| EXERCISE TASK |
Reproduce the items line for line, from the line with "Select each overcast sky shown." up to and including the last line of the items. Leave the pictures out of your answer.

| RECORDS PROVIDED |
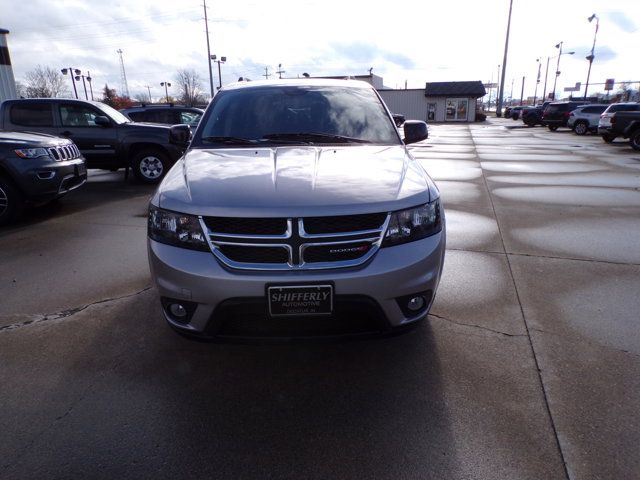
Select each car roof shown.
[220,78,373,92]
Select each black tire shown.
[629,129,640,150]
[131,148,169,184]
[0,177,24,225]
[573,121,589,135]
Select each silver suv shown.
[148,80,445,338]
[567,104,609,135]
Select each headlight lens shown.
[14,148,49,158]
[148,205,209,251]
[382,200,442,247]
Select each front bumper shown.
[10,157,87,203]
[148,228,445,338]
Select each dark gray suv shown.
[148,80,445,337]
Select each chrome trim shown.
[298,214,390,238]
[300,235,382,269]
[198,213,391,271]
[208,218,293,240]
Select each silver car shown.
[148,79,445,338]
[567,104,609,135]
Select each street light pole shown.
[202,0,213,98]
[553,42,563,102]
[496,0,513,117]
[533,58,542,107]
[160,82,171,103]
[542,57,551,102]
[60,67,80,99]
[584,13,600,100]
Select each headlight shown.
[148,205,209,251]
[382,200,442,247]
[14,148,49,158]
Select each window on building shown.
[446,98,469,121]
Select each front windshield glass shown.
[98,103,131,124]
[197,85,400,145]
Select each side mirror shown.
[93,115,111,127]
[404,120,429,145]
[169,123,191,145]
[391,113,404,127]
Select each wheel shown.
[131,149,169,183]
[0,177,24,225]
[573,122,589,135]
[629,129,640,150]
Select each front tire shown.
[131,149,169,184]
[629,129,640,150]
[0,177,24,225]
[573,122,589,135]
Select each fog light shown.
[407,296,426,312]
[169,303,187,320]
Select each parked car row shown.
[505,100,640,150]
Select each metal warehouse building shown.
[378,80,486,122]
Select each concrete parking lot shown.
[0,119,640,480]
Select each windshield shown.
[194,85,400,145]
[94,103,131,124]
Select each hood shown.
[153,145,433,217]
[0,130,71,147]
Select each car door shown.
[58,102,118,168]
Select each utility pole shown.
[117,48,129,98]
[496,0,513,117]
[533,58,542,107]
[202,0,213,98]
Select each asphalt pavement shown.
[0,119,640,480]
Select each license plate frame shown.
[266,283,334,317]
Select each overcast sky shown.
[0,0,640,99]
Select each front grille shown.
[304,213,387,235]
[303,242,372,263]
[48,143,80,162]
[201,212,389,270]
[204,217,287,235]
[218,245,289,264]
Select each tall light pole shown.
[533,57,542,107]
[160,82,171,103]
[584,13,600,100]
[496,0,513,117]
[75,70,93,100]
[60,67,81,99]
[210,55,227,90]
[202,0,213,98]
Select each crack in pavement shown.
[429,313,527,337]
[529,327,640,358]
[0,286,151,333]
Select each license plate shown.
[267,285,333,317]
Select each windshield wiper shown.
[202,136,258,145]
[262,132,371,143]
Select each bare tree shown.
[25,65,70,98]
[133,93,151,103]
[176,68,204,107]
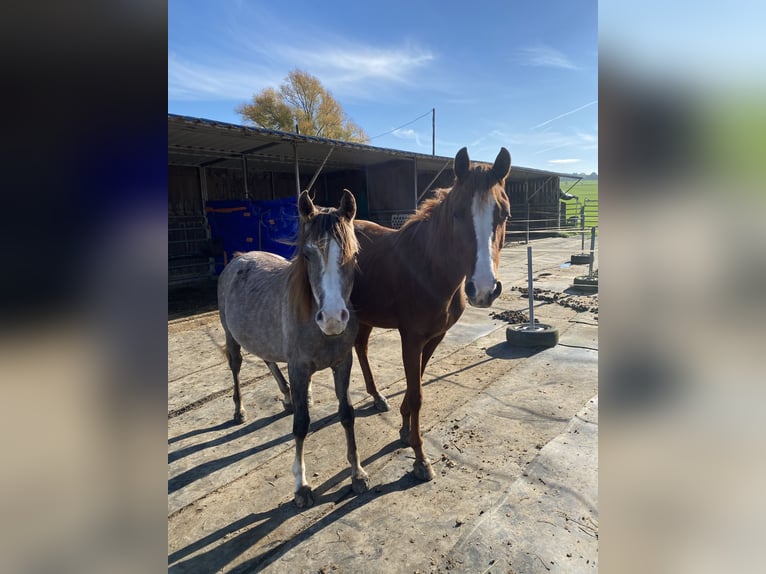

| THE REPLY |
Select each overcast sky shown.
[0,0,640,99]
Select each front grille shown.
[304,213,387,235]
[303,242,372,263]
[48,143,80,162]
[201,212,389,270]
[204,217,287,235]
[218,245,289,264]
Select each tall light pole shown.
[533,57,542,107]
[160,82,171,103]
[584,13,600,100]
[496,0,513,117]
[75,70,93,100]
[60,67,81,99]
[210,55,227,90]
[202,0,213,98]
Select each crack in pavement shown.
[429,313,527,337]
[529,327,640,358]
[0,286,151,333]
Select each license plate shown.
[267,285,333,317]
Select each windshield wiper shown.
[202,136,258,145]
[262,132,371,143]
Select each bare tree shown.
[25,65,70,98]
[133,93,151,103]
[176,68,204,107]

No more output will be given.